• _TASK TO CARRY OUT_
Exactly repeat the line that contains "In this exercise you will pick out the white flagpole", then every line after it up to and including the final line.

• _SUPPLIED DATA_
[START]

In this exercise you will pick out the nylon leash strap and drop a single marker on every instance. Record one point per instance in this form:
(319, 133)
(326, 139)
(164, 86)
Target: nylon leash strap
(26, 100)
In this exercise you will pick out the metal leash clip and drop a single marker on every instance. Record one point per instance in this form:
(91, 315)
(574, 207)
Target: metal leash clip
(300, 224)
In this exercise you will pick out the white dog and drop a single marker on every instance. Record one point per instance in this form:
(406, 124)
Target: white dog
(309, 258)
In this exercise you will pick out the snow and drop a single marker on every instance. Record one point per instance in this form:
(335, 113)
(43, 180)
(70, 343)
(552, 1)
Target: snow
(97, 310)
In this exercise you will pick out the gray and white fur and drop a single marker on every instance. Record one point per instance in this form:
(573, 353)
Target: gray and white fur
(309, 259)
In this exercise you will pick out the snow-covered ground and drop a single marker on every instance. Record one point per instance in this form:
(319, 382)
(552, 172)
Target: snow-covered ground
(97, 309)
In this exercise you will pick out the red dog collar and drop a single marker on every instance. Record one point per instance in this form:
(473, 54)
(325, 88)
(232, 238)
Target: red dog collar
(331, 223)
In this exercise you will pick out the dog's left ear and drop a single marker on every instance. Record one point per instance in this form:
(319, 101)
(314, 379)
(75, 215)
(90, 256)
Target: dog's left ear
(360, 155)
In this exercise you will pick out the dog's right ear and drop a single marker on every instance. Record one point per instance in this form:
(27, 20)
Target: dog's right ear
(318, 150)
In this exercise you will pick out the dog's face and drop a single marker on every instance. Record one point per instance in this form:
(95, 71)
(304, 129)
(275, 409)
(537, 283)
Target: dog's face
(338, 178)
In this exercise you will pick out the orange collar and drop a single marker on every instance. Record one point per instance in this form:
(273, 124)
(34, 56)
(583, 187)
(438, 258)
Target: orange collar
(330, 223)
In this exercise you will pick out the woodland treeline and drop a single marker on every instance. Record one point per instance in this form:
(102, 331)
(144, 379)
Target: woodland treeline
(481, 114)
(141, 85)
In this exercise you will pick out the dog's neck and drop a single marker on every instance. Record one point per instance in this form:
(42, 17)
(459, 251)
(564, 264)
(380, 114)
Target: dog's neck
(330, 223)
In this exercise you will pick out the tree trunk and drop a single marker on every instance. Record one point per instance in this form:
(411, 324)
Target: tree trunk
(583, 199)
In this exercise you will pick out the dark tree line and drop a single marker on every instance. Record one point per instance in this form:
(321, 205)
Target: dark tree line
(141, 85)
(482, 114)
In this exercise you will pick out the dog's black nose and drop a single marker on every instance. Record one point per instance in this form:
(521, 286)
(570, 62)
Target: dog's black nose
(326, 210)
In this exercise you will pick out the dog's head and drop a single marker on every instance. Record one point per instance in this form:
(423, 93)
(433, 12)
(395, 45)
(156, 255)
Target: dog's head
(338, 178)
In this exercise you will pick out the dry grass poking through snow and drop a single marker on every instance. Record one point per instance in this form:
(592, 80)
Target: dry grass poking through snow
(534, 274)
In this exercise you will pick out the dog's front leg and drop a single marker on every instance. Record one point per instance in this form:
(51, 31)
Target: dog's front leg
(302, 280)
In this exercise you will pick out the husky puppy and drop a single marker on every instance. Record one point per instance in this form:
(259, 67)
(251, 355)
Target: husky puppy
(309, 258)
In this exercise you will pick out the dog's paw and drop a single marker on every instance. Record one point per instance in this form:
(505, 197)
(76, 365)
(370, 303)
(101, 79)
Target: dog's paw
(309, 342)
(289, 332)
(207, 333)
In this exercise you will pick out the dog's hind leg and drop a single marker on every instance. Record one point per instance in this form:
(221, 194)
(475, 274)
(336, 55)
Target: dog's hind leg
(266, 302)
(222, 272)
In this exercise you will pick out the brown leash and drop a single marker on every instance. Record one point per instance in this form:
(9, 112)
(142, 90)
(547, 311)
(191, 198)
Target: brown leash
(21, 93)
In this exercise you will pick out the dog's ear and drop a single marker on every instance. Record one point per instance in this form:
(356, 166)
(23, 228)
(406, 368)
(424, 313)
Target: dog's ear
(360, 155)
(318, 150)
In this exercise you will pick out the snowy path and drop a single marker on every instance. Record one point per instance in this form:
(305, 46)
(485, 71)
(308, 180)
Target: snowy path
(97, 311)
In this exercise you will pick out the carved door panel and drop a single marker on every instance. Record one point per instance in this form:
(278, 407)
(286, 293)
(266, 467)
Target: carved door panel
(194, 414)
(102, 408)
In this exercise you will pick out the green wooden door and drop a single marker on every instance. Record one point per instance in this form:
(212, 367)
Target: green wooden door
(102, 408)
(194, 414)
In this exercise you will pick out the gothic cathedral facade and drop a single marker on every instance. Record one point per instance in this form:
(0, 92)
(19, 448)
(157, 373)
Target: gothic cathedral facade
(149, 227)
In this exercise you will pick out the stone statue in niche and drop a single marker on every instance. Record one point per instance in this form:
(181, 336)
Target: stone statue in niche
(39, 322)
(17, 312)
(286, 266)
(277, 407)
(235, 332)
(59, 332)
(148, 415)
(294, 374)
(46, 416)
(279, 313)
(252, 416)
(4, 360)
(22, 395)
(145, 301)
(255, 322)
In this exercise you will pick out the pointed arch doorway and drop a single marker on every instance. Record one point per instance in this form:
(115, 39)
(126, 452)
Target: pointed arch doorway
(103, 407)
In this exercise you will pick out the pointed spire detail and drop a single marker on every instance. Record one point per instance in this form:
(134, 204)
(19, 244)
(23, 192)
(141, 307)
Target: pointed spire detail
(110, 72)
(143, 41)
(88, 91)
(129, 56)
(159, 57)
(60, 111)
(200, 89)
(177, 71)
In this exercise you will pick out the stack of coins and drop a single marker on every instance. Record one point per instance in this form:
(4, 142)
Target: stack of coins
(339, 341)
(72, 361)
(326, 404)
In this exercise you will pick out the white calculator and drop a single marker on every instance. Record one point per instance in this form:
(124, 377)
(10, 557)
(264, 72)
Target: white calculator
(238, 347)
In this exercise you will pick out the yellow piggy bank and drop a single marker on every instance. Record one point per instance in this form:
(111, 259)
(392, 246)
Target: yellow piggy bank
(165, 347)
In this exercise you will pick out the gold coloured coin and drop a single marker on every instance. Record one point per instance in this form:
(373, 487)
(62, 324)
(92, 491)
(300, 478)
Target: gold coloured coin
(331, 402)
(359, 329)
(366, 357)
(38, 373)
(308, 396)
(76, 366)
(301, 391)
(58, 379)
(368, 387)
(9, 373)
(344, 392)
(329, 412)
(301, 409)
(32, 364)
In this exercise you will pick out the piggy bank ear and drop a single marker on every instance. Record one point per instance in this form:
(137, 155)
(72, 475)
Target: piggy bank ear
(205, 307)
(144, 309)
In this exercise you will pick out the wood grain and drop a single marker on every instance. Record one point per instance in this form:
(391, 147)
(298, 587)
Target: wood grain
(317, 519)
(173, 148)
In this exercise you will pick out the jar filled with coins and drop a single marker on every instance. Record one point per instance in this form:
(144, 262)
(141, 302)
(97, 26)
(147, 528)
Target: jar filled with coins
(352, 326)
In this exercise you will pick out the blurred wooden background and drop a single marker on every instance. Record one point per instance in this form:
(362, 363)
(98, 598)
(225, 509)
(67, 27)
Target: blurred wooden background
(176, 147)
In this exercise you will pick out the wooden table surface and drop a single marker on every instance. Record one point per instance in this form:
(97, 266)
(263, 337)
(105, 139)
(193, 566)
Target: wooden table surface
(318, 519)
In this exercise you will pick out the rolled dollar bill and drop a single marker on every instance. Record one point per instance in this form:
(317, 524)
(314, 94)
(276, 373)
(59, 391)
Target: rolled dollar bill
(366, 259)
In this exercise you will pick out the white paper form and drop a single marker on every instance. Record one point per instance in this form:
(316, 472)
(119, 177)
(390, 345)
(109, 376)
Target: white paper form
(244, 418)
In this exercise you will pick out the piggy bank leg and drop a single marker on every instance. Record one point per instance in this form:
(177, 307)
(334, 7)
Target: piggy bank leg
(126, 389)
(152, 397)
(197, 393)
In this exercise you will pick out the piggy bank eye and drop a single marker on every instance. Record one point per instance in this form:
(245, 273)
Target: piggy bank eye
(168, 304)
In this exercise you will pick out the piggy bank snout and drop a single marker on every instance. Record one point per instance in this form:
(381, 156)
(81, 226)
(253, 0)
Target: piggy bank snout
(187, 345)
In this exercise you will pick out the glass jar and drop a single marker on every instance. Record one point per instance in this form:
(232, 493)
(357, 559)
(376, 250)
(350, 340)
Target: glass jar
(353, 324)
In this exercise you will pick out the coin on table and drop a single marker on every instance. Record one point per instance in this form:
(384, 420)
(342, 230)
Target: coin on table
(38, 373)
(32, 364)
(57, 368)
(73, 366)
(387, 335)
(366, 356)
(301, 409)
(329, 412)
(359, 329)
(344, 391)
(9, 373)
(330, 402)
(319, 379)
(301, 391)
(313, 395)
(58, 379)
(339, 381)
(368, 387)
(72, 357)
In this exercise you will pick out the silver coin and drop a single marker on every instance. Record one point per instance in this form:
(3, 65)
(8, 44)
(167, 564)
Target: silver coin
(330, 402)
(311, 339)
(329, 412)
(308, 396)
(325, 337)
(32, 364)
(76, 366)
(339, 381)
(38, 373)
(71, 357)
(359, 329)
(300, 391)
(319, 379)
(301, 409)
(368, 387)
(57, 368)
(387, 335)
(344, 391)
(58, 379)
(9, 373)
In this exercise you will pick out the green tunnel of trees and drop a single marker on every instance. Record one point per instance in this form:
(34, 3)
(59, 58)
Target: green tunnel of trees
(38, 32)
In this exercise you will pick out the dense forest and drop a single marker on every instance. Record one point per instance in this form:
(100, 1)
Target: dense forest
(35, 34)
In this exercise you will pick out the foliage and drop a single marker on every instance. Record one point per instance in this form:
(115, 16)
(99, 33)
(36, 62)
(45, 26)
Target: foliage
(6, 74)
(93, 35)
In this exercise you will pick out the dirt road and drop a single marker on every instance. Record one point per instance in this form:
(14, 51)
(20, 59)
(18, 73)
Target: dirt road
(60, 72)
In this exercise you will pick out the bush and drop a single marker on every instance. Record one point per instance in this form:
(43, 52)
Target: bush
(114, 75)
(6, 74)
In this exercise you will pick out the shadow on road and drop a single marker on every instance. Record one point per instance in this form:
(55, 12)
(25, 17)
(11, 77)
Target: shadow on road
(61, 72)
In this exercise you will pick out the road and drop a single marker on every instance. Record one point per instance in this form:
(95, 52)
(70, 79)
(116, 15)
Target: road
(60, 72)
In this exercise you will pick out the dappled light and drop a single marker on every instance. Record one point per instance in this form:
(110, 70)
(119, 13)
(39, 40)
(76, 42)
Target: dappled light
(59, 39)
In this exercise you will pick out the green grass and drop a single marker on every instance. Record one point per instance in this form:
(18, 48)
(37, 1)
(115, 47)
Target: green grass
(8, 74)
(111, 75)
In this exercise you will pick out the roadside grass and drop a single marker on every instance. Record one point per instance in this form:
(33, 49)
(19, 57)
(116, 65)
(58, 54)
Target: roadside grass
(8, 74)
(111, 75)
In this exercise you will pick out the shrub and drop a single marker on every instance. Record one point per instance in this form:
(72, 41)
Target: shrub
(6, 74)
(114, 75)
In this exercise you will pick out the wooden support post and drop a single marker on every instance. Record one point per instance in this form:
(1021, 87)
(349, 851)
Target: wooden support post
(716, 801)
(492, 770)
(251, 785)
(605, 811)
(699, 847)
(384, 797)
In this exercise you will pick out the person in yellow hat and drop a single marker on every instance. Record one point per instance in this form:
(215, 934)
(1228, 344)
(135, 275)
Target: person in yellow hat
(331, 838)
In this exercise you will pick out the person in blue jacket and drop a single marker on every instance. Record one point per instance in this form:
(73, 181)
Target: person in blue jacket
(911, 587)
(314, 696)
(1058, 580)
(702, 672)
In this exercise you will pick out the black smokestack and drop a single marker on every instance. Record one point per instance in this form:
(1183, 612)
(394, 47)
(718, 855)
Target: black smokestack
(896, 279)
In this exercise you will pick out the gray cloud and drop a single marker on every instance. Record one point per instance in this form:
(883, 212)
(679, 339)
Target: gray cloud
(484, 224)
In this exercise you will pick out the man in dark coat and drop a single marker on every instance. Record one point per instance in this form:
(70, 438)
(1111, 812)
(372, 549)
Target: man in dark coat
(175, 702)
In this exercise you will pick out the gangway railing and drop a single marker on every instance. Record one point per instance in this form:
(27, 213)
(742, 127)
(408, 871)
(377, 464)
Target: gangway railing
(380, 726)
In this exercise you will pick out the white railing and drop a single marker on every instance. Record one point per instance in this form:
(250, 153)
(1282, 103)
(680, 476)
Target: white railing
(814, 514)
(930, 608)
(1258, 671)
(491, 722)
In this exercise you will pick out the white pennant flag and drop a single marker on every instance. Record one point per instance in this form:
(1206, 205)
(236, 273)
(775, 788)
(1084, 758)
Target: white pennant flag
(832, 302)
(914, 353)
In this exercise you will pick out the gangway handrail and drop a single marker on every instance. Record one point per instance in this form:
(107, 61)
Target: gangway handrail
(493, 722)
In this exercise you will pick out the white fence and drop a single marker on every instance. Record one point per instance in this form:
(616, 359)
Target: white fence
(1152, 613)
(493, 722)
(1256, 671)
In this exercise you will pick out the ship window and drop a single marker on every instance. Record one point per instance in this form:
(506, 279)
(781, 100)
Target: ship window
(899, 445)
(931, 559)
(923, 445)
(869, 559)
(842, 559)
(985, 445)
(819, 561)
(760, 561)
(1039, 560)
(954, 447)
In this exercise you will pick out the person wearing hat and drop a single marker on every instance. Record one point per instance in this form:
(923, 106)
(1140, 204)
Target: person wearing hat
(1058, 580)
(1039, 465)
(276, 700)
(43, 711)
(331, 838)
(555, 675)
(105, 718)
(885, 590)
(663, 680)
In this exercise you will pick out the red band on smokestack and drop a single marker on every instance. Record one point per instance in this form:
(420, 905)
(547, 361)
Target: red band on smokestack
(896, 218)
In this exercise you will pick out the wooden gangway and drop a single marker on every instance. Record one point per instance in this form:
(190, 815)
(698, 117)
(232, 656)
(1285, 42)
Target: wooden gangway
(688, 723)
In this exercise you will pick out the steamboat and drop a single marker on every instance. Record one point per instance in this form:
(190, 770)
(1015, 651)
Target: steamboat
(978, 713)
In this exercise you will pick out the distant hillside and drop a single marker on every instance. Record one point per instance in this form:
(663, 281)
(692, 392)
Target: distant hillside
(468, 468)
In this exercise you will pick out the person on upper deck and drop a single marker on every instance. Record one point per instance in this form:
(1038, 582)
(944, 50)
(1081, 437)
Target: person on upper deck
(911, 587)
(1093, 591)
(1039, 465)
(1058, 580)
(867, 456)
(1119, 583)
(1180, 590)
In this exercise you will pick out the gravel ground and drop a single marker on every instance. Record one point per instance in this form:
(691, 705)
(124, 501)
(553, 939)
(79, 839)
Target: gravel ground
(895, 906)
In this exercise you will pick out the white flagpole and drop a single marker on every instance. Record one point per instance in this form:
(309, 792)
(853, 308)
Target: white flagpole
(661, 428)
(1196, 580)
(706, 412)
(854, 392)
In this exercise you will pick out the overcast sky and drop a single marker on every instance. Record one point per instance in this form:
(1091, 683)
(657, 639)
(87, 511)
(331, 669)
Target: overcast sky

[END]

• _IN RESPONSE_
In this exercise you will pick out the white flagpole and drop a single marker on every instance. Record one point per instance in this form:
(309, 792)
(853, 308)
Target: white flagpole
(661, 428)
(1196, 580)
(706, 412)
(854, 392)
In this exercise you will pick out the overcast sky and drop a single marker on every instance. Record one point per instance in this form:
(1091, 683)
(657, 639)
(87, 511)
(331, 669)
Target: overcast sky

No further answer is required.